EXERCISE:
Change every "largest" in the records below to "biggest" and keep everything else the same. Leave the pictures out of your answer.

Rows from a pointing dataset:
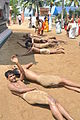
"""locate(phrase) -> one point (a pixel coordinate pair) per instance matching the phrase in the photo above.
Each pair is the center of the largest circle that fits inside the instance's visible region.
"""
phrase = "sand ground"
(65, 65)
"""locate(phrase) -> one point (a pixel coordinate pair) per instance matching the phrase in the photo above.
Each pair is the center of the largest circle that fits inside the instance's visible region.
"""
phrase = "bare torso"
(30, 75)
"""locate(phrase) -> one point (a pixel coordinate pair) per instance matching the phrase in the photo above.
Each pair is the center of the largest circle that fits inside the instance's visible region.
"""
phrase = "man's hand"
(14, 59)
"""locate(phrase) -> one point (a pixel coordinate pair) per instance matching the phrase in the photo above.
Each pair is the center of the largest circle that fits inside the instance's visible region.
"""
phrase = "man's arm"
(13, 88)
(29, 65)
(15, 60)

RESULT FOR THIS TASK:
"""locate(phrase) -> one point (a pixel coordinate pair) per instance matching the phrase in the photo above.
Each pair is the center of the biggest circle that fits inside the instance's visible region.
"""
phrase = "sand ground"
(65, 65)
"""locate(phrase) -> one point (a pixel coordinate pair) per instance matching the phrase in the photo above.
Each pair is the center of the biggest circle that fits inside the instance's visible region.
"""
phrase = "bare torso"
(30, 75)
"""locate(phrase) -> one point (a pixel coordinate pair) per instance matching the phrase in the photo above.
Each pair is the center of the biggest circle that fits inside the instance's visible region.
"""
phrase = "man's hand"
(14, 59)
"""locate(phrase) -> one point (a pixel coordinate pair) per instance matching the phrase in the photo above.
Each pair is the center of the biggest circle that fits inside the instance's visible region.
"""
phrase = "man's arm"
(13, 88)
(29, 65)
(15, 60)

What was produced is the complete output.